### Provided data

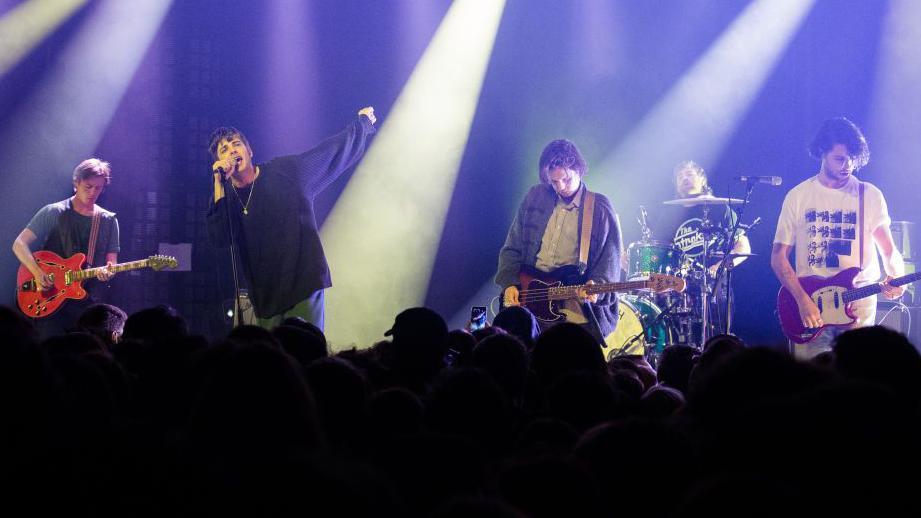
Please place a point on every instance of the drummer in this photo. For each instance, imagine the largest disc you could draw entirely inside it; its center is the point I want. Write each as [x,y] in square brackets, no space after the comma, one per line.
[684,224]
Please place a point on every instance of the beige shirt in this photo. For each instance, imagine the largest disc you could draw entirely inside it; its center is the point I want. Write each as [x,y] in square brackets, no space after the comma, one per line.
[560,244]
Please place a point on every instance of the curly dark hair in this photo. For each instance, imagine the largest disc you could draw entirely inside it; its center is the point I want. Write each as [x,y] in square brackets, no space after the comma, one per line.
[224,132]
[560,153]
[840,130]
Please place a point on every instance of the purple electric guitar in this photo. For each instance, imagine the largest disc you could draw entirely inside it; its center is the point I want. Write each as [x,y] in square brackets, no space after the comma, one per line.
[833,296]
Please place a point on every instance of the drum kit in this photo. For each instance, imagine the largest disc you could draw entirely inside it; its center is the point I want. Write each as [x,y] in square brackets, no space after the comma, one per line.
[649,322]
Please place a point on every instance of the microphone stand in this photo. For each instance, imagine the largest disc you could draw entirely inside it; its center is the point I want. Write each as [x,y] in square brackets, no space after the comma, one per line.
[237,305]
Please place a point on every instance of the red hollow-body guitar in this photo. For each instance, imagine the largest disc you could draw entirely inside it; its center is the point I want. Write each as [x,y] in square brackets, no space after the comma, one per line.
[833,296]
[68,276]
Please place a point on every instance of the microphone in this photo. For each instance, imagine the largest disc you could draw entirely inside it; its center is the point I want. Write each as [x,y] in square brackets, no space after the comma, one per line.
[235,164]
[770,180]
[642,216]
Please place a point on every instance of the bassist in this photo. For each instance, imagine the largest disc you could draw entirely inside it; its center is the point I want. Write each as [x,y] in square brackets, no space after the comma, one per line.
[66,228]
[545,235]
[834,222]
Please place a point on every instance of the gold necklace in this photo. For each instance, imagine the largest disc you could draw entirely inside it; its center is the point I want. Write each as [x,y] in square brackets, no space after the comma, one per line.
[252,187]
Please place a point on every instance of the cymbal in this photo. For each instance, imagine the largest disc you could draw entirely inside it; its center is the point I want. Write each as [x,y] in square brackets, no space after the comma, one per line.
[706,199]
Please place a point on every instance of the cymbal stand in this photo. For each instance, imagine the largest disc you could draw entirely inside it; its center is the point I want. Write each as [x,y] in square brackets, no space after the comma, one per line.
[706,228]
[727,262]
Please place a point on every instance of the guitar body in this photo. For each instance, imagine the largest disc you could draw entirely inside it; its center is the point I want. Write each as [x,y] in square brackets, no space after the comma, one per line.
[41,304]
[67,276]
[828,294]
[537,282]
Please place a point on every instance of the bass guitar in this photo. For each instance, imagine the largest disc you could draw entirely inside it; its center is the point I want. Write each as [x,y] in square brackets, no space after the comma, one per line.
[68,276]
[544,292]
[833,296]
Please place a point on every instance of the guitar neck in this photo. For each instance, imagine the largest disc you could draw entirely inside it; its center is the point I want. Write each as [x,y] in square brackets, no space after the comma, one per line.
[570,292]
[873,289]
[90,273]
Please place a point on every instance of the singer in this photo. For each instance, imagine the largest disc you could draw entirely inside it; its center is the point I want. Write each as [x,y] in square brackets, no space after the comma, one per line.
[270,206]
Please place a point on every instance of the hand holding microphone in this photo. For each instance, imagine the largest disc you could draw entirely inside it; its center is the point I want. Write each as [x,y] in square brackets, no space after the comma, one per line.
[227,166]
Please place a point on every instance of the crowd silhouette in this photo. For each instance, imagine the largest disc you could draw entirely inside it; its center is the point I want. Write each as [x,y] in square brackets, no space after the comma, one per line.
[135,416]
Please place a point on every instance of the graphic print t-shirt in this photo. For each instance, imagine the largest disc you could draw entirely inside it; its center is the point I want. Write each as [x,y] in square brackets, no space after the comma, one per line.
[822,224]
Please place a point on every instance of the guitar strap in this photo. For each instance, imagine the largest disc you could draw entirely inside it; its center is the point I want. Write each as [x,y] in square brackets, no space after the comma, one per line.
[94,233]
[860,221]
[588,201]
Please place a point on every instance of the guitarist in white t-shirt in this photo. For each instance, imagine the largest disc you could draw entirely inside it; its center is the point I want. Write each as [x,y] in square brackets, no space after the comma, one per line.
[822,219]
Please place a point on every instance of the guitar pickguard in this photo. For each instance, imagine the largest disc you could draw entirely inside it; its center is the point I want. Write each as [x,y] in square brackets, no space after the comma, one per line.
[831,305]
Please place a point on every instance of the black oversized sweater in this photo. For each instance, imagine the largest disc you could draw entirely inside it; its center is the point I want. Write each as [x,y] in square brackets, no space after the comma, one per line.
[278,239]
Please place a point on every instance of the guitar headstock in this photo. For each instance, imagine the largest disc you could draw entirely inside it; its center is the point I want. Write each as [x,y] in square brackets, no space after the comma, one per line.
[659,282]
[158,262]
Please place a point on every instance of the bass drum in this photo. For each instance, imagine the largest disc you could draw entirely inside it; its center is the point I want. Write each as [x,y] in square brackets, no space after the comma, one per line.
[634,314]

* * *

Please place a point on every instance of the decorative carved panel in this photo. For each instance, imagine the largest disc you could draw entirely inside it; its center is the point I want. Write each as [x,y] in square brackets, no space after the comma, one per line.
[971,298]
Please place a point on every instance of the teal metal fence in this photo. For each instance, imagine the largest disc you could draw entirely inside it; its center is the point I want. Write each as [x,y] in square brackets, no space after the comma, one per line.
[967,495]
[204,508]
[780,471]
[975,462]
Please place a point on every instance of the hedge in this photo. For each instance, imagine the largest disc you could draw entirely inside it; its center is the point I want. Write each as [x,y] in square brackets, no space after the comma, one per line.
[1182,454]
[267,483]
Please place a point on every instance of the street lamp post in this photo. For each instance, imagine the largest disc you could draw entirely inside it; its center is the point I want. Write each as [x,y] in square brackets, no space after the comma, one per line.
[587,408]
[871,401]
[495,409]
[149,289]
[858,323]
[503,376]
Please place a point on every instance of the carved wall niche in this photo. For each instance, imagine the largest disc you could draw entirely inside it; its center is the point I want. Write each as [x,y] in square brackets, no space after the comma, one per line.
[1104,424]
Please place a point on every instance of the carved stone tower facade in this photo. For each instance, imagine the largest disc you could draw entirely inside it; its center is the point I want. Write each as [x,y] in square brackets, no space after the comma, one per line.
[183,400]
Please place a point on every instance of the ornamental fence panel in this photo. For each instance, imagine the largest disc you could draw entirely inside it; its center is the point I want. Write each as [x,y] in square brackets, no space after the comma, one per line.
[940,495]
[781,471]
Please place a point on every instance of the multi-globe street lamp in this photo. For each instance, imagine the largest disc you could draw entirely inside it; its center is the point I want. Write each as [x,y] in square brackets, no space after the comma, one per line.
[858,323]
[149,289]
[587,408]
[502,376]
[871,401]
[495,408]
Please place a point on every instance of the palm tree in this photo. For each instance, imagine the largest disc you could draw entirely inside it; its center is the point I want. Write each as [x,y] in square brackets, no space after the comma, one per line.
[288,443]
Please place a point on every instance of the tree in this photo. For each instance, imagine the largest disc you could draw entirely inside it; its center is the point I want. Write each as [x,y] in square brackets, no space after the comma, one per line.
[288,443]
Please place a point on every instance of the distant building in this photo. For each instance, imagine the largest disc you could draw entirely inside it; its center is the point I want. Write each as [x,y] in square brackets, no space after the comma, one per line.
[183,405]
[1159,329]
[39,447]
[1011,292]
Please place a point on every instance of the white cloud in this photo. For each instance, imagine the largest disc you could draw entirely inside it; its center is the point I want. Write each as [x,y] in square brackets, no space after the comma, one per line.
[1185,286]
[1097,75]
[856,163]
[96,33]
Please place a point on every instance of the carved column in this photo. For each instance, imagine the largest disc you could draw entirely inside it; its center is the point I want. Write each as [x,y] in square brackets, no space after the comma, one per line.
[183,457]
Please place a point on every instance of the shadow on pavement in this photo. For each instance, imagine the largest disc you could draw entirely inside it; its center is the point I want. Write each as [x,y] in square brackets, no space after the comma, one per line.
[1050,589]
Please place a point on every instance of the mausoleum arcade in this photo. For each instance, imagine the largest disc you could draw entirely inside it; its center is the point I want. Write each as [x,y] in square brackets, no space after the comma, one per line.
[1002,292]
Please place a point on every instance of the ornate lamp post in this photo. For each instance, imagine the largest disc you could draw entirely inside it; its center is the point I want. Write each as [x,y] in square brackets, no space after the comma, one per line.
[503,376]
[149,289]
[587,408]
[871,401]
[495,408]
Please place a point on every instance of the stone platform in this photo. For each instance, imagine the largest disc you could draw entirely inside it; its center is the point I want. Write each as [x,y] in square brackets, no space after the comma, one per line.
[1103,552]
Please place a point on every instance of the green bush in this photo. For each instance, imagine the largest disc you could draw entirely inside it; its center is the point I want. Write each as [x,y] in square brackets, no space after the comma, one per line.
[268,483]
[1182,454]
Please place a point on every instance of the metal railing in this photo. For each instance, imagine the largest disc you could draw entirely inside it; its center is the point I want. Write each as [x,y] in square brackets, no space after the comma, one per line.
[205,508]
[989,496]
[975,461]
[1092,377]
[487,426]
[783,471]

--

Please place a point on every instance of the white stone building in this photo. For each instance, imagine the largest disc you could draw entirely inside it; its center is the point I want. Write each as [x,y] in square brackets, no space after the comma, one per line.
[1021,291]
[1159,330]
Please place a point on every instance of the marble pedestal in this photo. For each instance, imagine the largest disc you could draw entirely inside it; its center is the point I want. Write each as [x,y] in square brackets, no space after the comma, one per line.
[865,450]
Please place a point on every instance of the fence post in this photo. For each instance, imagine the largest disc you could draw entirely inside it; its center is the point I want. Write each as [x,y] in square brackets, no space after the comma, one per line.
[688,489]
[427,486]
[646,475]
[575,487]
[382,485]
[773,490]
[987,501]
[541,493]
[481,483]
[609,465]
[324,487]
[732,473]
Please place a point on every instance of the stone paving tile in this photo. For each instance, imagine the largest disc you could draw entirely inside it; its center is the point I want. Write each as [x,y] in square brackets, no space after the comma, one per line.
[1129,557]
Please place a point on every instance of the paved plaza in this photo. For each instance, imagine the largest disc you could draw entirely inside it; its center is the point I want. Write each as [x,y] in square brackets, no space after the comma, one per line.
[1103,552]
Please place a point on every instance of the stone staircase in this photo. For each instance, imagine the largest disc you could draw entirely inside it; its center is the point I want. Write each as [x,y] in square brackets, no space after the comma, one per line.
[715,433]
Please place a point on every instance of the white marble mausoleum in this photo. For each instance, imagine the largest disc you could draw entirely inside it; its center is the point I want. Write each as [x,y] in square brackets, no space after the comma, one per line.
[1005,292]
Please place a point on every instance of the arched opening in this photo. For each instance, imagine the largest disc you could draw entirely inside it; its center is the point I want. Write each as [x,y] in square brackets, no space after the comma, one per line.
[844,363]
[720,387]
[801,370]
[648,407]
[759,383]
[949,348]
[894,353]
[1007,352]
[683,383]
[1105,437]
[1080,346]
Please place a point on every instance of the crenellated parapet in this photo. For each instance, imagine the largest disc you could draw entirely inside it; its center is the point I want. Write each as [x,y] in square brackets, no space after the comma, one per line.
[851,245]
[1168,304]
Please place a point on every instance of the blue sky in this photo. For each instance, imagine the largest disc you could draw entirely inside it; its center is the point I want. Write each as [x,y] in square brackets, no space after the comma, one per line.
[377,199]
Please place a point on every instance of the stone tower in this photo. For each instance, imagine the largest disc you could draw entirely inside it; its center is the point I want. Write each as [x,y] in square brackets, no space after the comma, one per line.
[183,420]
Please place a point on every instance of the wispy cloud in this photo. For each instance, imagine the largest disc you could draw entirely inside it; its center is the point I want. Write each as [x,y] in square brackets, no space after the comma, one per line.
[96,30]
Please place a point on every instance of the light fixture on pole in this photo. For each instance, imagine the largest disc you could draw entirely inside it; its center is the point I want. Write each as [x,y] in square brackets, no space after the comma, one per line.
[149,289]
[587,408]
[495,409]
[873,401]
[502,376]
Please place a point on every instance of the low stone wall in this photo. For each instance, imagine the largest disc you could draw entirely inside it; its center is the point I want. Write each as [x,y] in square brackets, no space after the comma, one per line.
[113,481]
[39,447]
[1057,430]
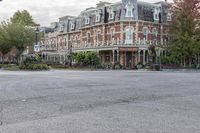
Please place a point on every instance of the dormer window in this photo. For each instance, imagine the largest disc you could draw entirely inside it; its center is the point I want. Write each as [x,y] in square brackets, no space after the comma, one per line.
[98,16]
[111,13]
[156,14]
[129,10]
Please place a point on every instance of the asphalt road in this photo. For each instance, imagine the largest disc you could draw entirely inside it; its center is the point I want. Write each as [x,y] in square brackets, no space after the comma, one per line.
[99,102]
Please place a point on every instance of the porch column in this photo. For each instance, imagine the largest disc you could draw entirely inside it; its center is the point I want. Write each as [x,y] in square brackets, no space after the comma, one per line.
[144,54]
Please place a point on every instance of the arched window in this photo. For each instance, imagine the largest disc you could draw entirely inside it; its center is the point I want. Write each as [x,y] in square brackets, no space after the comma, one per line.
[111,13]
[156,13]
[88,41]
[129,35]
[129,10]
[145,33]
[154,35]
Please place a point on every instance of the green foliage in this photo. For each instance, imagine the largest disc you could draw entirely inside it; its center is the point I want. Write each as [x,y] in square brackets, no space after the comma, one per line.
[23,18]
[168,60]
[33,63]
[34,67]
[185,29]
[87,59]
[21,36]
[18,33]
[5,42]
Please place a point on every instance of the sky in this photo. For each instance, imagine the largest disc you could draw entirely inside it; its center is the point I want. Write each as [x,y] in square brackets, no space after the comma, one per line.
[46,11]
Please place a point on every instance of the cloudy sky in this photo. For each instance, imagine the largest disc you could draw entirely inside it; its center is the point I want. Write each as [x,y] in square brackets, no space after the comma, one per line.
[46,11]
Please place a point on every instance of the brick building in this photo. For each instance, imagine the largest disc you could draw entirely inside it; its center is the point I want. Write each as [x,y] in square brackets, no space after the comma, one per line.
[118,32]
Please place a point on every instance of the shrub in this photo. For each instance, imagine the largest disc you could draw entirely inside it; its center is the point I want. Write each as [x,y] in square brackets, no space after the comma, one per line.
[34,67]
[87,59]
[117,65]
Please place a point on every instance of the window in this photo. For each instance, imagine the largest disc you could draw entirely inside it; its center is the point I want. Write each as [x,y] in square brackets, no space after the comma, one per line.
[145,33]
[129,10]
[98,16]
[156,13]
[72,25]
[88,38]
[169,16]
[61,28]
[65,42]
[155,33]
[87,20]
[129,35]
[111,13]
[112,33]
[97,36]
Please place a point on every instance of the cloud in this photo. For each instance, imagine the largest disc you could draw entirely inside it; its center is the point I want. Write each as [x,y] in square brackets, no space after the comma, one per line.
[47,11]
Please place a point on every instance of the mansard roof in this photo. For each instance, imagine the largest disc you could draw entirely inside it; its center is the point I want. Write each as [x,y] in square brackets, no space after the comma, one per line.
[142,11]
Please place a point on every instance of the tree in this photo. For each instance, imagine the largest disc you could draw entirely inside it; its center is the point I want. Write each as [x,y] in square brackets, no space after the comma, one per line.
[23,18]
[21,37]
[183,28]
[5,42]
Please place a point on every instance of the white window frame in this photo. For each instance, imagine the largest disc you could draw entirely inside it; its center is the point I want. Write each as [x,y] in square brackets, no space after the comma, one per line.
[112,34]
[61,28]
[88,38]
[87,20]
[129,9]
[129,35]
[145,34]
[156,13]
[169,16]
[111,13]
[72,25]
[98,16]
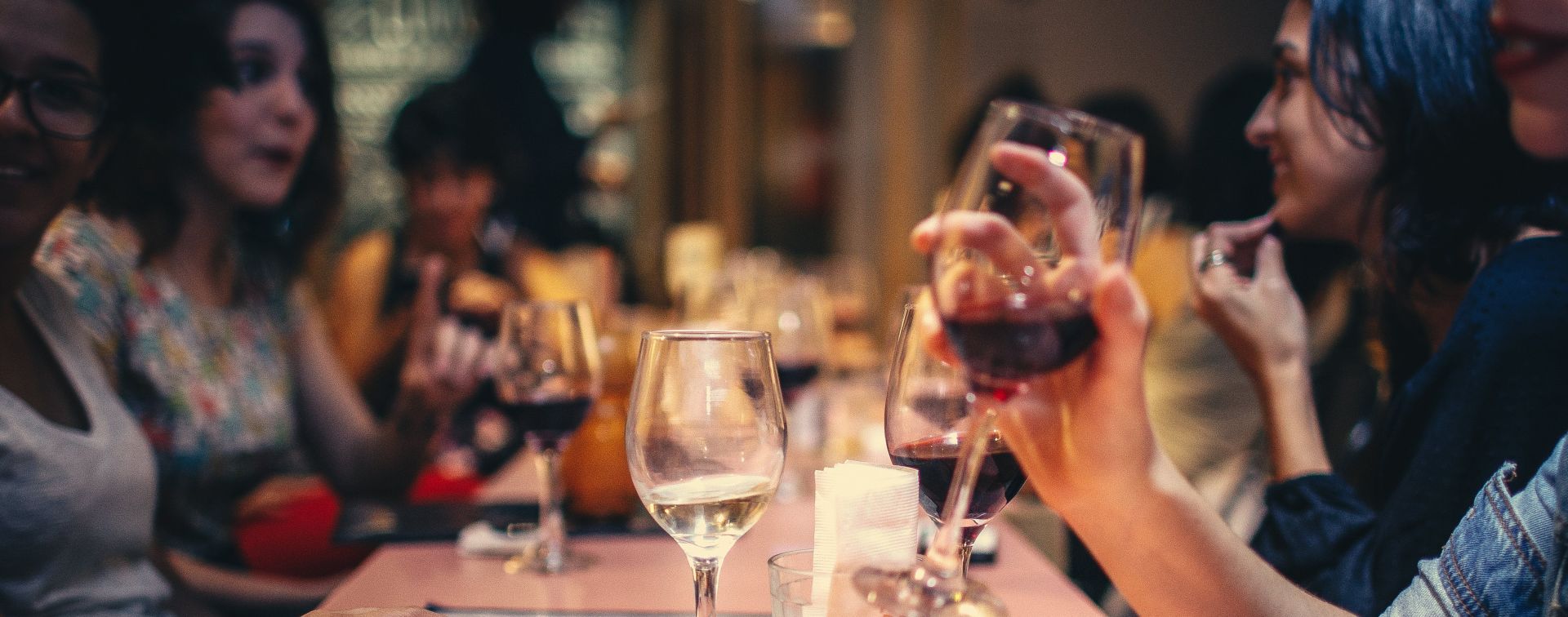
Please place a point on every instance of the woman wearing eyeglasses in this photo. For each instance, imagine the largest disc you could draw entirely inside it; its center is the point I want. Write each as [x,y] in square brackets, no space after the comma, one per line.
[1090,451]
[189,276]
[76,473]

### Exercise prompt
Pick out and copy every line in the entries above that contains the word "marble". Case counts, so only matches with identical capitalization should be included.

### Expected answer
Please place a point on every instance of the marble pedestal in this photo. For each instance, imagine the largest disc you could draw entirely inside it; its center is the point I want. Write each as [x,y] in square brackets, no space after the comma, one per line.
Please place a point on every instance of the white marble mausoleum in this photo. For each instance, imagine the largest disc you could draw entirely inside it; its center is the point I want. Write each as [x,y] in square brackets, no space after the comma, one per line.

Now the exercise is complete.